→ **Required action**
The lines below starting at the line containing "Practice step: point at the kitchen island" and ending at the line containing "Practice step: point at the wall" are to be repeated exactly, with both ends kept and nothing else added.
++++ Data supplied ++++
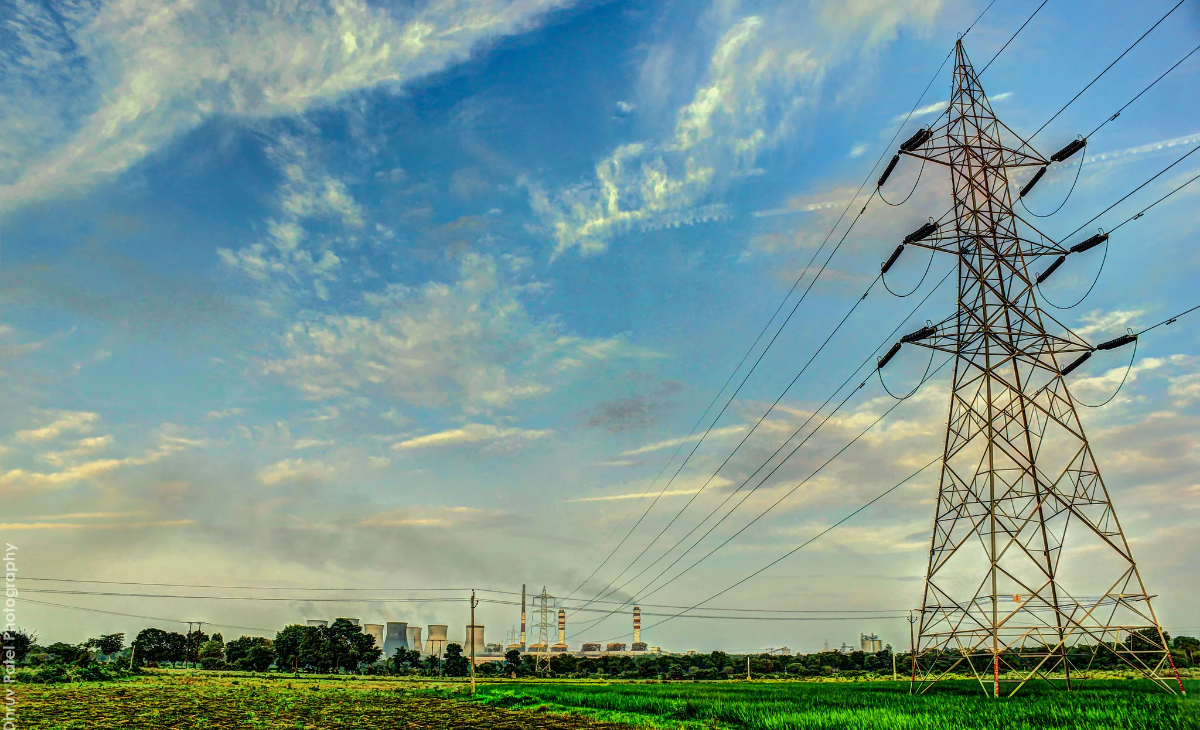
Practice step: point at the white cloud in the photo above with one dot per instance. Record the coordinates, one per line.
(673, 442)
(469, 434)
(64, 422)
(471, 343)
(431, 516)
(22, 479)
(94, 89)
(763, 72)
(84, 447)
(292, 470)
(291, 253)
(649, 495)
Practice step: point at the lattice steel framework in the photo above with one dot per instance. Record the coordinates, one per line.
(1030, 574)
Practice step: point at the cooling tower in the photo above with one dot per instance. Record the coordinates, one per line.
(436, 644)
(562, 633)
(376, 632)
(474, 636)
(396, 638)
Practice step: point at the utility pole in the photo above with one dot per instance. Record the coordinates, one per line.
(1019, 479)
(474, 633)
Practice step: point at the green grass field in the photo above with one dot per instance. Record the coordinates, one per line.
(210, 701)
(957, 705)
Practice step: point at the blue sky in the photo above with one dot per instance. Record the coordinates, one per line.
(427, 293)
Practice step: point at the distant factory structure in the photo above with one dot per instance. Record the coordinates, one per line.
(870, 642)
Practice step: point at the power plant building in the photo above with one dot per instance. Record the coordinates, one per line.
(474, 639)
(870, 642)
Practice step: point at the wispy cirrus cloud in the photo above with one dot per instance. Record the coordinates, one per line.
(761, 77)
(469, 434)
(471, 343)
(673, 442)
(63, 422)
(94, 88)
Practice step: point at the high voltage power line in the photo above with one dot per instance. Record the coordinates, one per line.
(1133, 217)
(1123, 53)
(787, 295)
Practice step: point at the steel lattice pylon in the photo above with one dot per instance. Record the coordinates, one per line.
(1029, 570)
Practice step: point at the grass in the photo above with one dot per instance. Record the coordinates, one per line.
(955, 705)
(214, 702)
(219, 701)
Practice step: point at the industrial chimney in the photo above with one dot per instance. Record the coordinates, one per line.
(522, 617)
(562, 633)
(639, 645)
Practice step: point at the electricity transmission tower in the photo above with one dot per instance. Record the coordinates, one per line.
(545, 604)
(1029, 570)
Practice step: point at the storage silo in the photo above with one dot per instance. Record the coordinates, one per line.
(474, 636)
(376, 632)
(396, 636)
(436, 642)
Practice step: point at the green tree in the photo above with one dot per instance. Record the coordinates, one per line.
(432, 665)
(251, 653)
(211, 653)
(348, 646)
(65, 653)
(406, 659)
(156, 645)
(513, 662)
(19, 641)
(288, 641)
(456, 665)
++++
++++ Data supplied ++++
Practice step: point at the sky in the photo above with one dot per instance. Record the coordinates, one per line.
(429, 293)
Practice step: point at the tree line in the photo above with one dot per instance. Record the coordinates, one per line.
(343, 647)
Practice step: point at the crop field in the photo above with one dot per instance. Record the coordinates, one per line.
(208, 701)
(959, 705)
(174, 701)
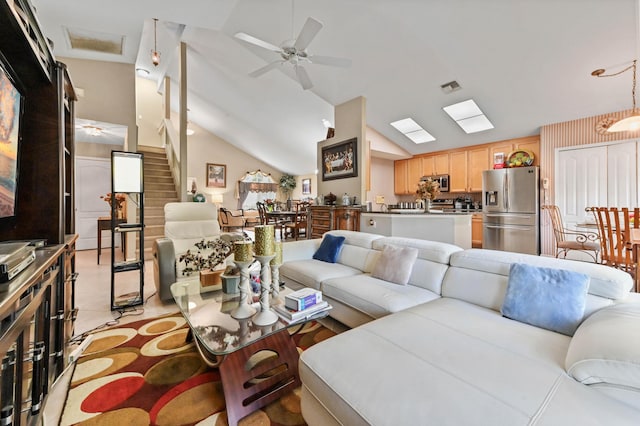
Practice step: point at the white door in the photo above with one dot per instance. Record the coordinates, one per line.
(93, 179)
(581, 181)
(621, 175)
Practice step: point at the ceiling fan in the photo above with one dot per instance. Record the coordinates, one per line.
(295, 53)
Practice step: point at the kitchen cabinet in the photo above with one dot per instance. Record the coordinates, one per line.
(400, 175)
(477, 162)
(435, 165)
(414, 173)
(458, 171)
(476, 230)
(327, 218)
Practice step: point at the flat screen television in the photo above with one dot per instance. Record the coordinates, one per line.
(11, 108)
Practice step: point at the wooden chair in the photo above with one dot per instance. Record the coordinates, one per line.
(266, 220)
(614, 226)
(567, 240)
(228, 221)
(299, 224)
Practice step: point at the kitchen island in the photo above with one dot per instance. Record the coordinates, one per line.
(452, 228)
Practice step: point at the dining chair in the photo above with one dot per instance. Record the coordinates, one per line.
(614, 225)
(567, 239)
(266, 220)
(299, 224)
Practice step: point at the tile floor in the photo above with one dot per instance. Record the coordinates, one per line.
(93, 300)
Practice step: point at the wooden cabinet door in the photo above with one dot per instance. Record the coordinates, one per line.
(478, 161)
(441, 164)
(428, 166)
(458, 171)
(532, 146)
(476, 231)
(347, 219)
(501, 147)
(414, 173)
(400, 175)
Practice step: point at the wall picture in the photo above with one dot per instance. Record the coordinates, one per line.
++++
++++ Data supplied ++++
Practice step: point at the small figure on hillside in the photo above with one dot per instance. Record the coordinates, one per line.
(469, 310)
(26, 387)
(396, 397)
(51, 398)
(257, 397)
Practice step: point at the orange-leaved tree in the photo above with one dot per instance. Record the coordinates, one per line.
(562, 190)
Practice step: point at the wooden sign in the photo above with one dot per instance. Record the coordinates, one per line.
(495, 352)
++++
→ **Written response**
Practice step: point at the kitchen island in the photo above with one dot per instance. Record the coordinates, one per line.
(452, 228)
Practice step: point at the dining chair in the photo above with one dot per instance. Record the coordinates, one per line.
(614, 225)
(567, 239)
(266, 220)
(299, 224)
Practice step: point at the tile floor in the photo above with one dot per instance. Record the coordinates, one per line.
(93, 300)
Practice step: point at the wooden cabinet door in the photo above with one dot per instance. Record the coordinates, one per line.
(478, 161)
(441, 164)
(428, 166)
(458, 171)
(532, 146)
(476, 231)
(347, 219)
(501, 147)
(414, 173)
(400, 175)
Practice step: point at the wall picture in the photo above with one dot per instance. Record the coordinates, one per line.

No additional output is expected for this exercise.